__Problem statement__
Can you reproduce, word for word, the lines in the entries below from the one containing "If you could identify the small" through the one containing "(1113, 179)", both included?

Saved data entries:
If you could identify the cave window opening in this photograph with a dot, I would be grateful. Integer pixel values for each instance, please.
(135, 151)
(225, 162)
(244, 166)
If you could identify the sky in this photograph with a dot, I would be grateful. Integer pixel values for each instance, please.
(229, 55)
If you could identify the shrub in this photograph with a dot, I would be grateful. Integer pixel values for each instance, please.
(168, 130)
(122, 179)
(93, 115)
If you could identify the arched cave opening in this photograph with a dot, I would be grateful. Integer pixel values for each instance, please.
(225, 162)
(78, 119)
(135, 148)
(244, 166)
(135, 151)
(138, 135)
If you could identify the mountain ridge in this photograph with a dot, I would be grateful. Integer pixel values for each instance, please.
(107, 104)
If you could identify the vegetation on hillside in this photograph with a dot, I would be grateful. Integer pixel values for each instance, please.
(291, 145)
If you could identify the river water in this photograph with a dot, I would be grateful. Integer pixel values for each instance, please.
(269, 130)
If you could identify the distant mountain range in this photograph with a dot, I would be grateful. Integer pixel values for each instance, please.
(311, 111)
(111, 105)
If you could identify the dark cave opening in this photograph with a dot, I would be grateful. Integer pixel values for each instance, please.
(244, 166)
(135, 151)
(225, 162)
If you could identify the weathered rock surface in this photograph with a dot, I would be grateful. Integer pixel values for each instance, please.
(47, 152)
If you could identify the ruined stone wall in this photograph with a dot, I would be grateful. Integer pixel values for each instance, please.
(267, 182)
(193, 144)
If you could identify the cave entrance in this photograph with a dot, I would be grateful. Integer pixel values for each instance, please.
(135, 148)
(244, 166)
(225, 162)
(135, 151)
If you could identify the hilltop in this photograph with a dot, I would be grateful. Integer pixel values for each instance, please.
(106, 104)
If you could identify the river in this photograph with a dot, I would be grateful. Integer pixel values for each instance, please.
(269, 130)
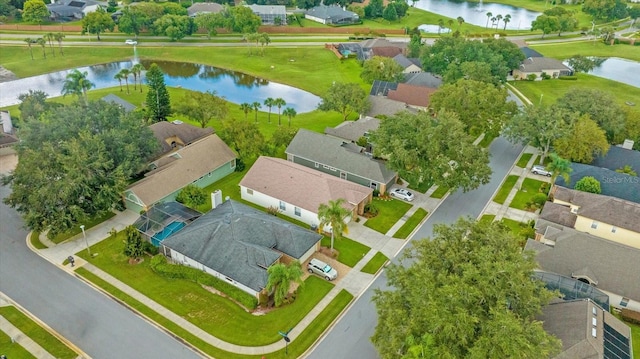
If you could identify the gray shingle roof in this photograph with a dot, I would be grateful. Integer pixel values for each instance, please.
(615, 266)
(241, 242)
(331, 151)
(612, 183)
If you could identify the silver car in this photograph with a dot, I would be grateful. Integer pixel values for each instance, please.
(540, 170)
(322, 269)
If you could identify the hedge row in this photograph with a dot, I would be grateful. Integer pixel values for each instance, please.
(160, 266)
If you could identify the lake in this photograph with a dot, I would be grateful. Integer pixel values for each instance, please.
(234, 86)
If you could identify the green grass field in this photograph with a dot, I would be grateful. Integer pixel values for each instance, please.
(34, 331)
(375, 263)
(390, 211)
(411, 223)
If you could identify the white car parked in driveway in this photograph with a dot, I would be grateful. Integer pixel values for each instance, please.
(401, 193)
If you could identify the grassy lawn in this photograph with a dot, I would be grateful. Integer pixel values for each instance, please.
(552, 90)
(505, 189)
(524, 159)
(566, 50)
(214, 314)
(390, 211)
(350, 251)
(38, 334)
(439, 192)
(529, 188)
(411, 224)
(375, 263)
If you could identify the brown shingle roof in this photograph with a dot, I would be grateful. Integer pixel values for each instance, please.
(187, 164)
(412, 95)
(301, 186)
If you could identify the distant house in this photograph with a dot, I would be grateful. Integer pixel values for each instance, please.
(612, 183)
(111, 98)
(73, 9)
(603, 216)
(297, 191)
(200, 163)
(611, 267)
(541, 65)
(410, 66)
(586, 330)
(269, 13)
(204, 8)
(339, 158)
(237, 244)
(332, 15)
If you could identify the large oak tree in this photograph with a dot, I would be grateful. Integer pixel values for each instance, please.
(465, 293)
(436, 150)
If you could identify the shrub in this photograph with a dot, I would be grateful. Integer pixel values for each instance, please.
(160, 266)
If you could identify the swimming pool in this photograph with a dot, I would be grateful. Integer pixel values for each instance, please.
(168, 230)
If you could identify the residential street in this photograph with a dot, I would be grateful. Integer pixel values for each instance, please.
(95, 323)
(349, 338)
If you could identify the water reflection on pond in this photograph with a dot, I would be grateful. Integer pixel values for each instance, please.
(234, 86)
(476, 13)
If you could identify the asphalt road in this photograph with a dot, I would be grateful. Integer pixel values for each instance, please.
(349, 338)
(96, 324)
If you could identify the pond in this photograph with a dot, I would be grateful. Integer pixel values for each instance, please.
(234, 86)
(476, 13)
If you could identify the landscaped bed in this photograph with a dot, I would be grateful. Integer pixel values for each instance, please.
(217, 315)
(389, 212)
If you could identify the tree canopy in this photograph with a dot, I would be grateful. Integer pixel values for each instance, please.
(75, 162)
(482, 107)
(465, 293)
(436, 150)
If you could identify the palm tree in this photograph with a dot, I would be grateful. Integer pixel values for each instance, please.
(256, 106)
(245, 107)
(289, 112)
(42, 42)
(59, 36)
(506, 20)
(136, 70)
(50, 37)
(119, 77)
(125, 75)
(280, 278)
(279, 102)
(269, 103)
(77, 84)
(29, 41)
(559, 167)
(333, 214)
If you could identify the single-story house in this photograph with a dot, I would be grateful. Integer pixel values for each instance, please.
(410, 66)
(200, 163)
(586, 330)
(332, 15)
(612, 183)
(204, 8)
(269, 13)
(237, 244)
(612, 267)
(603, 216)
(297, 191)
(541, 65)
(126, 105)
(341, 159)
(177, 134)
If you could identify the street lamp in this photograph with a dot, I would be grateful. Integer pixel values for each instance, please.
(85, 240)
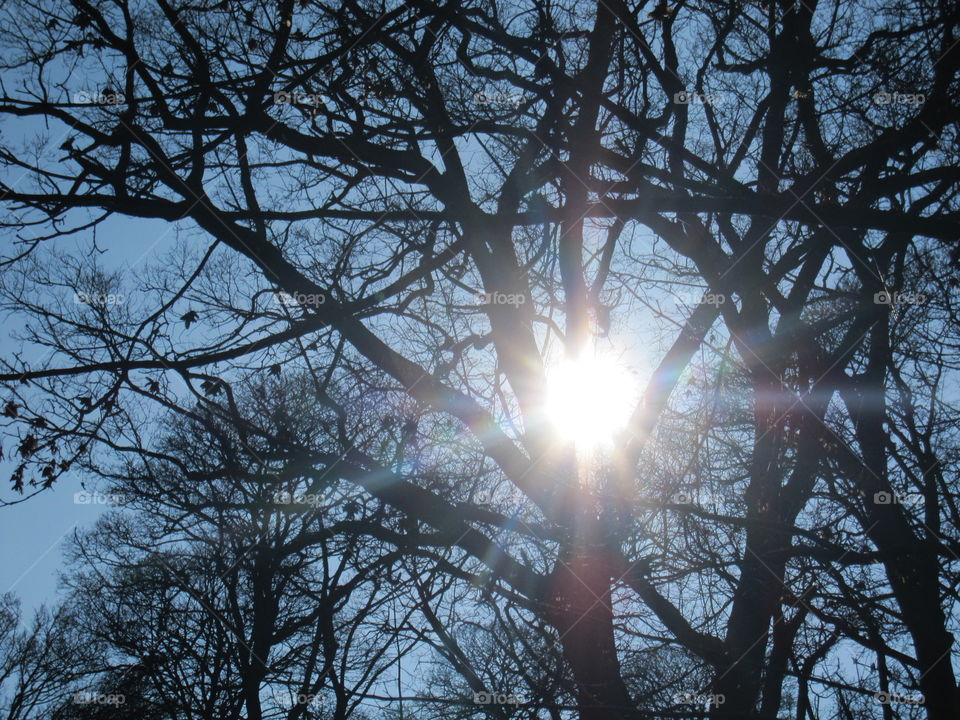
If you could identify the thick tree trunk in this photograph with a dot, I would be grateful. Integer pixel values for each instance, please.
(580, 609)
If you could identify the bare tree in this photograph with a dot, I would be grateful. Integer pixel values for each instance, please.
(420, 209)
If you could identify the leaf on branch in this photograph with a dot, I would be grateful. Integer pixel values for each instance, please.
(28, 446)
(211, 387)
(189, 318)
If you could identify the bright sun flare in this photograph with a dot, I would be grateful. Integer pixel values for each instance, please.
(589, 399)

...

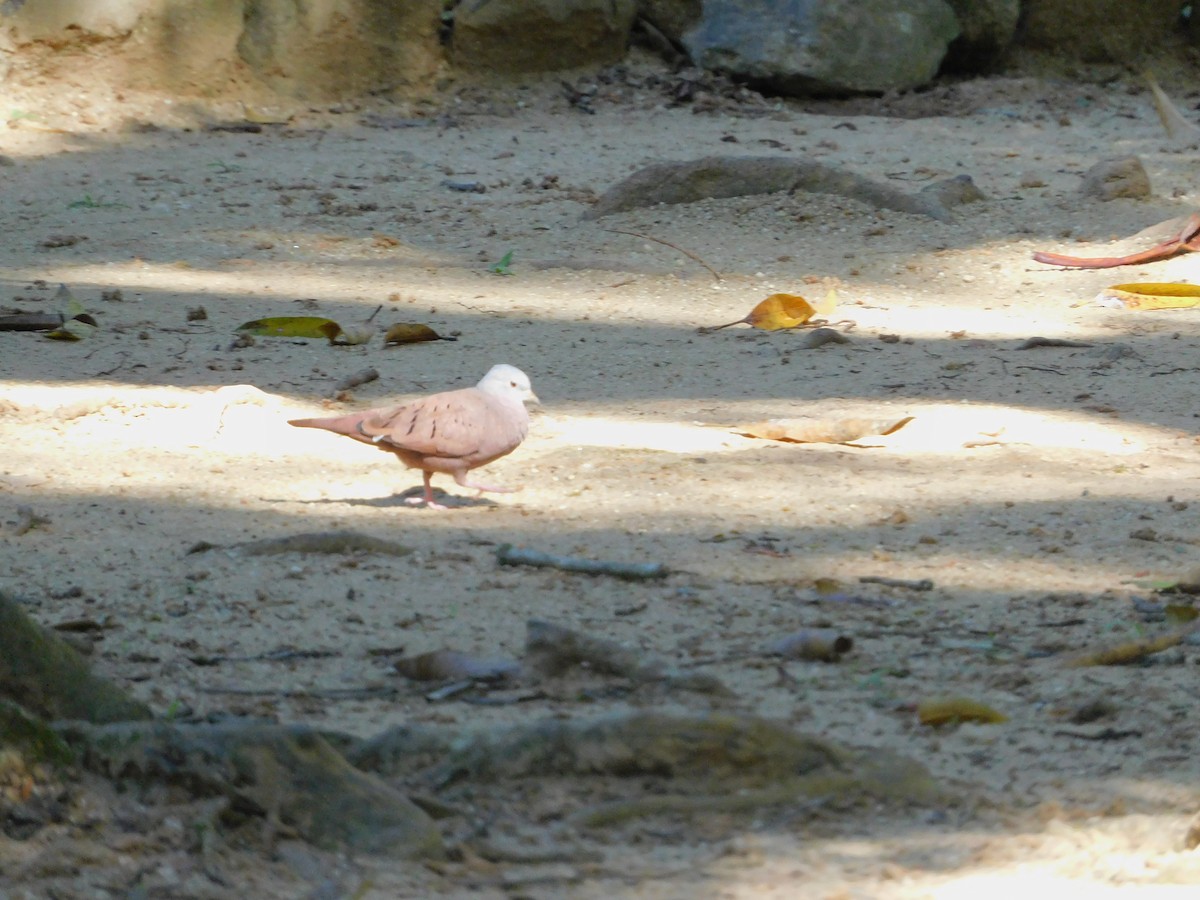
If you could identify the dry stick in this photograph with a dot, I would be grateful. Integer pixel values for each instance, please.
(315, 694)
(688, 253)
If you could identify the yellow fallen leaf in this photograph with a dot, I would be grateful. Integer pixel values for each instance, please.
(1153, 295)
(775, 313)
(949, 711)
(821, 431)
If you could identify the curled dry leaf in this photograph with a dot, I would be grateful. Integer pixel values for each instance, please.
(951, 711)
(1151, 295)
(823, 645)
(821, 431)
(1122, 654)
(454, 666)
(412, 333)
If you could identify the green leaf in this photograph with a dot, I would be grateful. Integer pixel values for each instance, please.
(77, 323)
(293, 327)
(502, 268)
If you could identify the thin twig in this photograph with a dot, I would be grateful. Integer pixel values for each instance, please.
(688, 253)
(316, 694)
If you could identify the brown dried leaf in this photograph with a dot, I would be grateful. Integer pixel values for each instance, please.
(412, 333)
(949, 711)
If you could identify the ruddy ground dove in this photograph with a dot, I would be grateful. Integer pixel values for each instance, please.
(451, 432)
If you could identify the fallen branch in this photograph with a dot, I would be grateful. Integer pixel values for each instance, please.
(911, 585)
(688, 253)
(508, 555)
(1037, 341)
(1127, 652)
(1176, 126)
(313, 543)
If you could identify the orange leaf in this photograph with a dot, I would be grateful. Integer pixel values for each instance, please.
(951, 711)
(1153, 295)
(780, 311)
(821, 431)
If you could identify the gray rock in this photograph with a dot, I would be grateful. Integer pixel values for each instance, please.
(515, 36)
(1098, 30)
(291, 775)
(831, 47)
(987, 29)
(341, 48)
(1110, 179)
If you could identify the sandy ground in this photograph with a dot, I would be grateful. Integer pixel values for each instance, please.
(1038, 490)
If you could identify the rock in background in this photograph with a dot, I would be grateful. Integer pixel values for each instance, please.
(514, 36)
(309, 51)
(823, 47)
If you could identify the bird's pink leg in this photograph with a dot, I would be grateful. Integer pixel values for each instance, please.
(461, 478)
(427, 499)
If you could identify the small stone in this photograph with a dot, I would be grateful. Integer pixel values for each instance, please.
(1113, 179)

__Expected answer__
If you could identify the small stone in this photograph with a dot, I would be grateful. Integer pixel values for each instance, please.
(1113, 179)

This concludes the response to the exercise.